Reading text:
-----

One of the island’s best-known landmarks is to celebrate its 150th birthday later this year. Retired master mariner Dermot O’Toole details the history of Chicken Rock lighthouse.
Guardian of the Manx coastline, the Chicken Rock Lighthouse will soon be celebrating its 150th birthday.
On a direct route between the north-western ports of England and Wales and the eastern ports of Northern Ireland, these relatively shallow waters, only 40 metres in depth, are easily whipped up by high winds and tidal shifts, leaving the mariner dangerously exposed.
When the tide does turn, this is one stretch of coastline to be avoided.
By the beginning of the 19th century, the burgeoning levels of commerce in Britain had dramatically expanded to such an extent that ship owners on the Clyde, in Liverpool and Whitehaven began campaigning for improved safety aids in the Irish Sea.
In the spring of 1815, a petition signed by persons connected with the maritime trade of Liverpool encouraged the Commissioners of Northern Lighthouses to make an application for the erection of two lighthouse stations in the Isle of Man, both to be funded by favourable ‘light dues’ levied on commercial ships passing each light.

-----

Data block:
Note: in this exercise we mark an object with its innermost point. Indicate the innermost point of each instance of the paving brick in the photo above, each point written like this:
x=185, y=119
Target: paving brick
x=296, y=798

-----

Your objective: Carry on the article about the history of Chicken Rock lighthouse, picking up right after its last sentence about the 1815 petition.

Output:
But the proposals put forward by the commissioners to erect lighthouses in the island were challenged by the Corporation of the Trinity House, who as the regulatory lighthouse authority for England and Wales, with exclusive rights to erect lighthouses upon such shores, considered it to be an encroachment on their chartered rights and resolved to oppose the Bill during its passage through parliament.
Nevertheless, after considerable parliamentary debate, and desirous of avoiding any interference with the arrangements of the commissioners, the Trinity House withdrew their offer to erect lighthouses in the Isle of Man, concluding that it was ‘extremely doubtful’ whether the island lay within the limits entrusted to them by an Act passed during the reign of Queen Elizabeth I and subsequent charters.
This left the way open for the commissioners to erect two lighthouse stations, one at the northern, and the other at the southern extremity of the Isle of Man at a cost of no more than £10,000.
Entrusted with this bold enterprise, with both stations completed in 1818, Robert Stevenson had cleverly configured the two lighthouses on the Calf of Man as leading lights, each lit by oil and furnished with a distinct, reflecting and revolving apparatus driven by a clockwork mechanism. Built 560 feet apart, the lower light elevated 282 feet above mean high water, the upper light 375 feet, both appeared as one when viewed from the sea on a north-easterly bearing.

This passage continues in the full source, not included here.